Begin

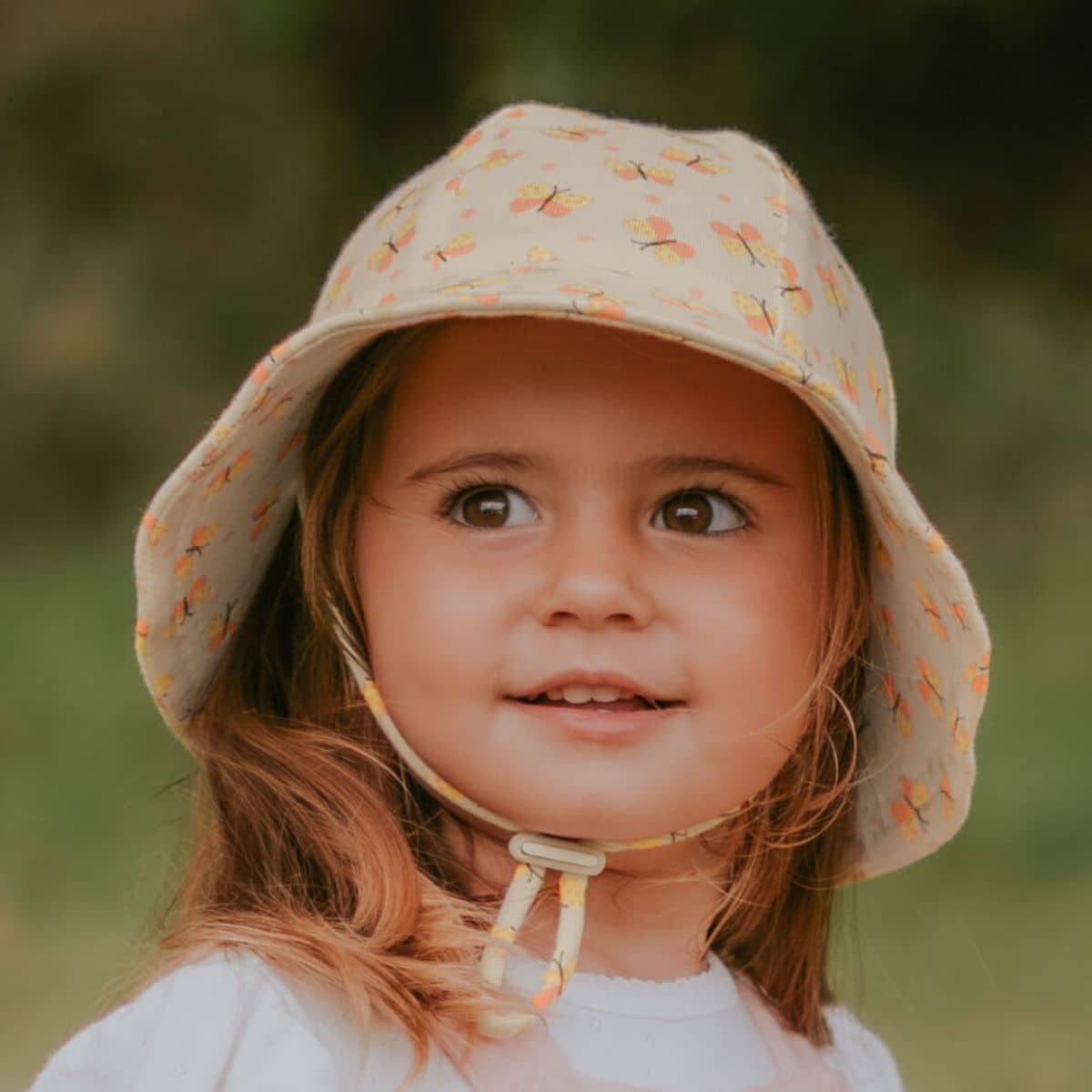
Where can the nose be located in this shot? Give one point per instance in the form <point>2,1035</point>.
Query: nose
<point>592,572</point>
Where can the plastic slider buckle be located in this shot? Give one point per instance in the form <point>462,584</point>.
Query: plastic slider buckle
<point>557,853</point>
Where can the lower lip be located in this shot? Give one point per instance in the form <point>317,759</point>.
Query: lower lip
<point>600,725</point>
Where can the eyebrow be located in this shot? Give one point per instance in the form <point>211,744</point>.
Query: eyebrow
<point>655,464</point>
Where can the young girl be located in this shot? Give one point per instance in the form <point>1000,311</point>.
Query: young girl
<point>554,633</point>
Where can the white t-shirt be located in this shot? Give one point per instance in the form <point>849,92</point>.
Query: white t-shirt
<point>230,1022</point>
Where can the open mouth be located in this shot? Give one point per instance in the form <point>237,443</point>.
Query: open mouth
<point>638,703</point>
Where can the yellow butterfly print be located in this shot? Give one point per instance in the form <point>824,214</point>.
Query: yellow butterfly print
<point>756,312</point>
<point>383,255</point>
<point>221,628</point>
<point>694,162</point>
<point>462,244</point>
<point>686,304</point>
<point>632,169</point>
<point>846,376</point>
<point>550,200</point>
<point>574,132</point>
<point>596,301</point>
<point>747,239</point>
<point>932,611</point>
<point>229,473</point>
<point>656,233</point>
<point>928,687</point>
<point>199,540</point>
<point>157,529</point>
<point>898,707</point>
<point>804,376</point>
<point>800,298</point>
<point>184,609</point>
<point>874,449</point>
<point>831,289</point>
<point>407,201</point>
<point>907,809</point>
<point>945,794</point>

End

◆ TASK STATEMENT:
Reproduce the records verbatim, starting with the line that contains "Where can the white" and continuing through the last line of the records.

◆ OUTPUT OF THE TASK:
Where can the white t-shirt be located in this shot? Give one point per instance in the form <point>849,92</point>.
Query: white t-shirt
<point>230,1022</point>
Where can the open mouth be located in this shot? Give one point per instance in the form <point>237,443</point>.
Query: open mouth
<point>638,703</point>
Where can the yellow butterfly print be located in this shot? Give one point per instance in the form <point>824,214</point>.
Query: yellow butterfly print
<point>756,312</point>
<point>383,255</point>
<point>221,628</point>
<point>694,162</point>
<point>462,244</point>
<point>686,304</point>
<point>632,169</point>
<point>846,376</point>
<point>550,200</point>
<point>574,132</point>
<point>596,301</point>
<point>747,239</point>
<point>932,611</point>
<point>229,473</point>
<point>656,233</point>
<point>928,687</point>
<point>199,540</point>
<point>157,529</point>
<point>898,707</point>
<point>804,376</point>
<point>800,298</point>
<point>184,609</point>
<point>874,449</point>
<point>831,289</point>
<point>407,201</point>
<point>907,809</point>
<point>945,794</point>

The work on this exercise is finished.